DIRECTIONS:
Every entry gets copied exactly. No images go into the copy.

[Stored items]
○ ○ ○ ○ ○

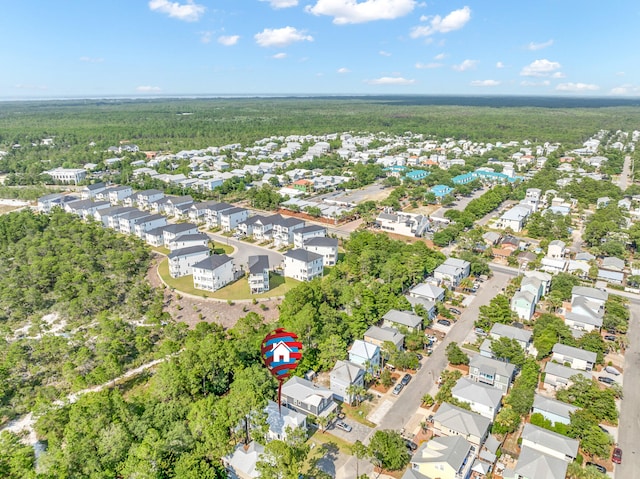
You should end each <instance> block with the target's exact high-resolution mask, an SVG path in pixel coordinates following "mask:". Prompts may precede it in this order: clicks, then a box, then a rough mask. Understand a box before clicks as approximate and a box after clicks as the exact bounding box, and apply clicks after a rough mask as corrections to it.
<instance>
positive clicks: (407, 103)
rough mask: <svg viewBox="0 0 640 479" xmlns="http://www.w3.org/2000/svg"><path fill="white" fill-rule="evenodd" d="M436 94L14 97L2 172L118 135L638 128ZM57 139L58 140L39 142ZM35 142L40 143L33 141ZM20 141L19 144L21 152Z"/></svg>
mask: <svg viewBox="0 0 640 479" xmlns="http://www.w3.org/2000/svg"><path fill="white" fill-rule="evenodd" d="M508 100H509V99H504V98H503V99H500V98H496V99H493V100H492V101H488V100H487V101H483V102H478V101H473V99H471V98H469V99H460V98H458V99H451V101H449V102H447V101H443V99H438V98H431V99H429V98H428V97H363V98H304V99H303V98H277V99H276V98H245V99H198V100H193V99H164V100H148V101H143V100H83V101H57V102H53V101H52V102H10V103H3V104H2V108H1V109H0V149H4V150H6V151H8V152H9V154H8V155H6V156H5V157H4V158H2V159H0V171H2V172H20V173H23V174H33V175H37V174H38V173H40V172H41V171H43V170H46V169H48V168H50V167H53V166H62V165H64V166H77V165H83V164H85V163H87V162H94V163H99V162H100V161H101V160H104V159H105V158H108V153H107V152H106V149H107V148H108V147H109V146H114V145H117V144H118V143H119V142H120V141H129V142H131V143H135V144H137V145H138V146H139V147H140V149H141V150H162V151H174V152H176V151H179V150H182V149H192V148H205V147H207V146H222V145H225V144H230V143H241V144H243V145H249V144H252V143H253V142H254V141H256V140H258V139H261V138H269V137H272V136H279V135H308V134H311V135H324V134H328V133H336V132H345V131H349V132H355V133H359V132H370V133H375V134H377V133H380V132H385V133H387V134H389V135H403V134H404V133H405V132H408V131H411V132H413V133H418V134H422V135H425V138H439V139H441V138H448V137H449V138H455V139H468V140H471V141H479V142H494V143H495V142H497V141H509V140H514V139H517V140H523V139H530V140H531V141H534V142H535V141H548V142H561V143H563V144H564V145H578V144H581V143H582V142H583V141H584V140H586V139H587V138H589V137H590V136H591V135H593V133H594V132H596V131H599V130H600V129H608V130H611V131H616V130H625V131H630V130H633V129H635V128H636V127H637V125H638V124H639V123H640V109H639V108H638V107H637V105H634V104H630V103H628V102H609V103H602V102H599V103H598V102H596V104H594V105H593V106H595V108H590V106H591V104H590V103H589V102H588V101H585V102H580V101H575V102H571V101H565V103H562V104H556V105H555V106H558V107H557V108H549V106H552V105H551V103H548V104H545V102H541V101H536V100H535V99H529V101H522V102H514V101H508ZM43 138H53V140H54V143H55V145H56V146H55V147H49V146H42V145H39V142H40V140H42V139H43ZM32 143H33V144H36V145H39V146H35V147H32V146H31V145H32ZM15 144H19V145H21V148H17V149H13V148H12V146H13V145H15Z"/></svg>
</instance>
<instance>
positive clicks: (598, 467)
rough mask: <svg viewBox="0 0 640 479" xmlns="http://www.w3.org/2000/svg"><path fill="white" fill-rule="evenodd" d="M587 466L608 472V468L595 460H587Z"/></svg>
mask: <svg viewBox="0 0 640 479" xmlns="http://www.w3.org/2000/svg"><path fill="white" fill-rule="evenodd" d="M586 466H587V467H593V468H595V469H596V470H597V471H598V472H601V473H602V474H606V473H607V469H606V468H605V467H604V466H601V465H600V464H597V463H595V462H587V464H586Z"/></svg>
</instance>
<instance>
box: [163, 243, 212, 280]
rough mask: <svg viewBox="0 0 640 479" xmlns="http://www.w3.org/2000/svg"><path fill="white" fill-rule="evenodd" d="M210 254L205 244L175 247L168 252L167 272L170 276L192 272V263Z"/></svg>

○ ○ ○ ○ ○

REPLY:
You should end each <instance> block with the target's exact high-resolution mask, an SVG path in pixel coordinates following "mask:". Prompts may precede it in this order: clicks, then a box, then a rough mask. Understand a box before clicks as approximate and a box after clicks as the exact bounding box, and apply clicks after a rough mask as corrections to it.
<instance>
positive clicks: (407, 103)
rough mask: <svg viewBox="0 0 640 479" xmlns="http://www.w3.org/2000/svg"><path fill="white" fill-rule="evenodd" d="M436 94L14 97L2 172L118 135L638 128ZM57 139L58 140L39 142ZM35 142L40 143L33 141ZM20 141L19 144L21 152Z"/></svg>
mask: <svg viewBox="0 0 640 479" xmlns="http://www.w3.org/2000/svg"><path fill="white" fill-rule="evenodd" d="M508 100H509V99H504V98H503V99H500V98H496V99H493V100H492V101H488V100H487V101H483V102H478V101H473V99H471V98H469V99H460V98H458V99H451V101H449V102H447V101H443V99H438V98H431V99H429V98H428V97H363V98H304V99H303V98H277V99H276V98H245V99H198V100H193V99H164V100H148V101H143V100H83V101H57V102H53V101H52V102H10V103H3V104H2V108H1V109H0V149H4V150H6V151H8V152H9V154H8V155H6V156H5V157H4V158H2V159H0V171H2V172H20V173H23V174H33V175H37V174H38V173H40V172H41V171H43V170H46V169H48V168H50V167H53V166H62V165H64V166H77V165H83V164H85V163H87V162H94V163H99V162H100V161H101V160H104V159H105V158H108V153H107V152H106V149H107V148H108V147H109V146H114V145H117V144H118V143H119V142H120V141H129V142H131V143H135V144H137V145H138V146H139V147H140V149H141V150H162V151H174V152H176V151H179V150H182V149H192V148H205V147H207V146H222V145H225V144H230V143H241V144H243V145H249V144H252V143H253V142H254V141H256V140H258V139H261V138H269V137H272V136H279V135H308V134H311V135H324V134H328V133H336V132H345V131H349V132H355V133H359V132H370V133H375V134H377V133H380V132H385V133H387V134H389V135H403V134H404V133H405V132H408V131H411V132H413V133H418V134H422V135H425V138H439V139H441V138H448V137H449V138H455V139H468V140H471V141H479V142H494V143H495V142H497V141H509V140H514V139H517V140H523V139H530V140H531V141H534V142H535V141H548V142H561V143H563V144H564V145H578V144H581V143H582V142H583V141H584V140H586V139H587V138H589V137H590V136H591V135H593V133H594V132H596V131H599V130H600V129H608V130H611V131H616V130H625V131H630V130H633V129H635V128H636V127H637V125H638V124H639V123H640V109H639V108H638V107H637V105H634V104H630V103H628V102H609V103H602V102H599V103H598V102H596V104H594V105H593V106H595V108H590V106H591V104H590V103H589V102H588V101H585V102H580V101H575V102H571V101H565V103H562V104H556V105H555V106H558V107H557V108H549V106H552V105H551V103H548V104H545V102H541V101H536V100H535V99H529V101H522V102H514V101H508ZM43 138H53V140H54V143H55V145H56V146H55V147H49V146H42V145H39V142H40V140H42V139H43ZM32 143H33V144H36V145H39V146H35V147H32V146H31V145H32ZM15 144H19V145H21V148H17V149H13V148H12V146H13V145H15Z"/></svg>
</instance>
<instance>
positive clicks: (598, 467)
rough mask: <svg viewBox="0 0 640 479" xmlns="http://www.w3.org/2000/svg"><path fill="white" fill-rule="evenodd" d="M587 466L608 472V468L595 460H587Z"/></svg>
mask: <svg viewBox="0 0 640 479" xmlns="http://www.w3.org/2000/svg"><path fill="white" fill-rule="evenodd" d="M586 466H587V467H593V468H595V469H596V470H597V471H598V472H601V473H602V474H606V473H607V469H606V468H605V467H604V466H601V465H600V464H597V463H595V462H587V464H586Z"/></svg>
</instance>
<instance>
box: [163, 243, 212, 280]
rough mask: <svg viewBox="0 0 640 479" xmlns="http://www.w3.org/2000/svg"><path fill="white" fill-rule="evenodd" d="M210 254L205 244L175 247L168 252L167 272L170 276L192 272V263Z"/></svg>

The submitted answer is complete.